* _Problem statement_: Send back the data below exactly. Drop every picture.

(Segmentation mask data)
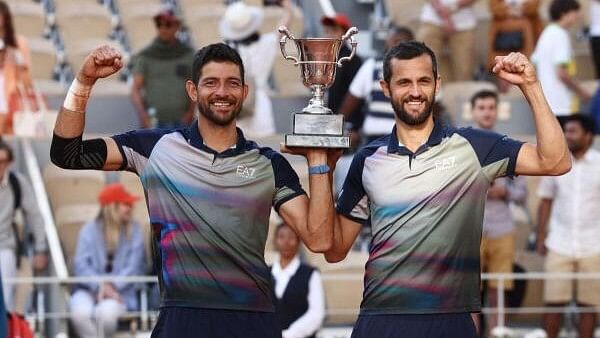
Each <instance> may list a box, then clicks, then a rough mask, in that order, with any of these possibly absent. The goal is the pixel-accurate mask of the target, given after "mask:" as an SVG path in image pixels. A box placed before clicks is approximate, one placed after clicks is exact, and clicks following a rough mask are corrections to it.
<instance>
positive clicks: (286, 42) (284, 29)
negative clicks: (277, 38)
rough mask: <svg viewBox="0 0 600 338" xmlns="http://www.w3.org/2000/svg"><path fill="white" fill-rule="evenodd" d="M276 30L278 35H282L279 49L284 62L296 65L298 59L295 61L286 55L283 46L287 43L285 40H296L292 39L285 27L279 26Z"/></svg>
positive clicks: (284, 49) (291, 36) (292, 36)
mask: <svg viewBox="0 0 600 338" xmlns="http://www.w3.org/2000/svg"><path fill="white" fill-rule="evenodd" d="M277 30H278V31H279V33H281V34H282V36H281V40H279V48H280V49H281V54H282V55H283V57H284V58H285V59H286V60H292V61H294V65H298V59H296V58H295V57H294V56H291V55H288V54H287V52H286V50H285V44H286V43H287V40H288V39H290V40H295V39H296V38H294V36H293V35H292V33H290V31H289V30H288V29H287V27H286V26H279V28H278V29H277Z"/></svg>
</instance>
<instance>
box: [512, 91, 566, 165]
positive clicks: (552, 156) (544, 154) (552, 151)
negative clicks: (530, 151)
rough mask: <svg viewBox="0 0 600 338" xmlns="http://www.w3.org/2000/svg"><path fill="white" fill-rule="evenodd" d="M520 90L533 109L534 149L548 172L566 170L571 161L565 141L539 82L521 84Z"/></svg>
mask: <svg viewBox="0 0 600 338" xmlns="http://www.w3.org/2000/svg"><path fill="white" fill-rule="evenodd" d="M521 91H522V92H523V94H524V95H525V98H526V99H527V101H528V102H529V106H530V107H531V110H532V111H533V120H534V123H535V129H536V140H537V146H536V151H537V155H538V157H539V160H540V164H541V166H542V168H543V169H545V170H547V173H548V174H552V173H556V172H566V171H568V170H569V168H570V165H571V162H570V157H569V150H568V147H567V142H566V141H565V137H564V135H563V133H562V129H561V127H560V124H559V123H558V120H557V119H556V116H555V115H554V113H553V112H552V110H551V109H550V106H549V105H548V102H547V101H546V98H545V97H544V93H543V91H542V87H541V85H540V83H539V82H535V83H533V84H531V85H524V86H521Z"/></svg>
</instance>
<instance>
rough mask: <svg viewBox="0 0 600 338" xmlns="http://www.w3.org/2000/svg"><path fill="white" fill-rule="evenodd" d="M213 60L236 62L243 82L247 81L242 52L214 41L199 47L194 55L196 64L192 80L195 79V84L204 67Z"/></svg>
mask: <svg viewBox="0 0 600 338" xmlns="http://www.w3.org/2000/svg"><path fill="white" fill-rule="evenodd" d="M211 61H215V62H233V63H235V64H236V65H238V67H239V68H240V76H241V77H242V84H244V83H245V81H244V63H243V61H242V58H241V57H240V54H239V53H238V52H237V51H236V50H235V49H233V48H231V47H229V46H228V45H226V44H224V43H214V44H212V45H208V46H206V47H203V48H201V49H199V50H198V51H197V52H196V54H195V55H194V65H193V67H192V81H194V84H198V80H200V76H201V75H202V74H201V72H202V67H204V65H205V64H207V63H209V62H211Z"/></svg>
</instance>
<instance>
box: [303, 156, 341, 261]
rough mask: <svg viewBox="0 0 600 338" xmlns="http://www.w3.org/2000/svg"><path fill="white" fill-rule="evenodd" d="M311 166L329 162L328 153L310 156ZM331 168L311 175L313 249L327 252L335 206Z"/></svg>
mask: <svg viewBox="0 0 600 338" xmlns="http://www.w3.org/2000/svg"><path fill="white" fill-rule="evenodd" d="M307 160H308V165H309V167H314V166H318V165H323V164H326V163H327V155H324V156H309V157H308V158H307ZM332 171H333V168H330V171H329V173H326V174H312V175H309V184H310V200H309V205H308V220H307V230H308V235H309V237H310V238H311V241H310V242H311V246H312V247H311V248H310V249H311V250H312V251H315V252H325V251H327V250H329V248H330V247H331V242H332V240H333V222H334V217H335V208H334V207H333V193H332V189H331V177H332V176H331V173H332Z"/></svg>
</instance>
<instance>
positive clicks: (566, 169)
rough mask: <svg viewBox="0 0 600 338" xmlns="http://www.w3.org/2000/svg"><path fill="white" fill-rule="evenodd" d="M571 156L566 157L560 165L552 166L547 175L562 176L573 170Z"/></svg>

* _Result of the exercise_:
Each <instance> may list a box, then clicks, then a rough mask, in that order, with any of these possibly absent. The goal is the pixel-accurate mask of the target, given after "mask:" as an SVG path in image pixels. A box placed before clicks is approximate, one placed after clicks is exact, and clicks following a rough mask are corrections to it.
<instance>
positive clicks: (286, 42) (284, 29)
negative clicks: (277, 38)
rough mask: <svg viewBox="0 0 600 338" xmlns="http://www.w3.org/2000/svg"><path fill="white" fill-rule="evenodd" d="M276 30L278 35H282L279 49L284 62L296 65L298 59L295 61L286 55L283 46L287 43L285 40H296L292 39L285 27L279 26Z"/></svg>
positive clicks: (284, 49) (291, 36) (292, 36)
mask: <svg viewBox="0 0 600 338" xmlns="http://www.w3.org/2000/svg"><path fill="white" fill-rule="evenodd" d="M277 30H278V31H279V33H281V34H282V36H281V40H279V48H280V49H281V54H282V55H283V57H284V58H285V59H286V60H292V61H294V65H298V59H296V58H295V57H294V56H291V55H288V54H287V52H286V50H285V44H286V43H287V40H288V39H290V40H295V39H296V38H294V36H293V35H292V33H290V31H289V30H288V29H287V27H286V26H279V28H278V29H277Z"/></svg>
</instance>
<instance>
box: [512, 91, 566, 165]
positive clicks: (552, 156) (544, 154) (552, 151)
negative clicks: (530, 151)
rough mask: <svg viewBox="0 0 600 338" xmlns="http://www.w3.org/2000/svg"><path fill="white" fill-rule="evenodd" d="M520 90L533 109L534 149L548 172L566 170L571 161L565 141L539 82L521 84Z"/></svg>
mask: <svg viewBox="0 0 600 338" xmlns="http://www.w3.org/2000/svg"><path fill="white" fill-rule="evenodd" d="M521 91H522V92H523V94H524V95H525V98H526V99H527V101H528V102H529V106H530V107H531V110H532V111H533V120H534V123H535V129H536V140H537V146H536V151H537V155H538V157H539V160H540V164H541V166H542V168H543V169H545V170H547V173H548V174H552V173H556V172H566V171H568V170H569V168H570V165H571V162H570V157H569V150H568V147H567V142H566V141H565V137H564V135H563V133H562V129H561V127H560V124H559V123H558V120H557V119H556V116H555V115H554V113H553V112H552V110H551V109H550V106H549V105H548V102H547V101H546V98H545V97H544V93H543V91H542V87H541V85H540V83H539V82H535V83H533V84H531V85H524V86H521Z"/></svg>
</instance>
<instance>
rough mask: <svg viewBox="0 0 600 338" xmlns="http://www.w3.org/2000/svg"><path fill="white" fill-rule="evenodd" d="M213 60L236 62L243 82L247 81L242 52L214 41L199 47L194 55L196 64L192 80L195 79V84L204 67Z"/></svg>
mask: <svg viewBox="0 0 600 338" xmlns="http://www.w3.org/2000/svg"><path fill="white" fill-rule="evenodd" d="M211 61H215V62H233V63H235V64H236V65H238V67H239V68H240V76H241V77H242V84H244V83H245V81H244V63H243V61H242V58H241V57H240V54H239V53H238V52H237V51H236V50H235V49H233V48H231V47H229V46H228V45H226V44H224V43H214V44H212V45H208V46H206V47H203V48H201V49H199V50H198V51H197V52H196V54H195V55H194V65H193V67H192V81H194V84H198V80H200V76H201V75H202V74H201V72H202V67H204V65H205V64H207V63H209V62H211Z"/></svg>
</instance>
<instance>
box: [303, 156, 341, 261]
rough mask: <svg viewBox="0 0 600 338" xmlns="http://www.w3.org/2000/svg"><path fill="white" fill-rule="evenodd" d="M311 166L329 162L328 153L310 156ZM331 168L311 175L313 249L327 252L335 206Z"/></svg>
mask: <svg viewBox="0 0 600 338" xmlns="http://www.w3.org/2000/svg"><path fill="white" fill-rule="evenodd" d="M307 160H308V165H309V167H314V166H318V165H323V164H326V163H327V155H324V156H309V157H308V158H307ZM332 171H333V168H330V171H329V173H326V174H312V175H309V184H310V200H309V205H308V220H307V230H308V235H309V237H310V238H311V241H310V242H311V246H312V247H311V248H310V249H311V250H312V251H315V252H325V251H327V250H329V248H330V247H331V242H332V240H333V222H334V217H335V208H334V207H333V193H332V189H331V177H332V176H331V173H332Z"/></svg>
</instance>
<instance>
positive clicks: (566, 169)
rough mask: <svg viewBox="0 0 600 338" xmlns="http://www.w3.org/2000/svg"><path fill="white" fill-rule="evenodd" d="M571 156L566 157L560 165L552 166L547 175L562 176L573 170Z"/></svg>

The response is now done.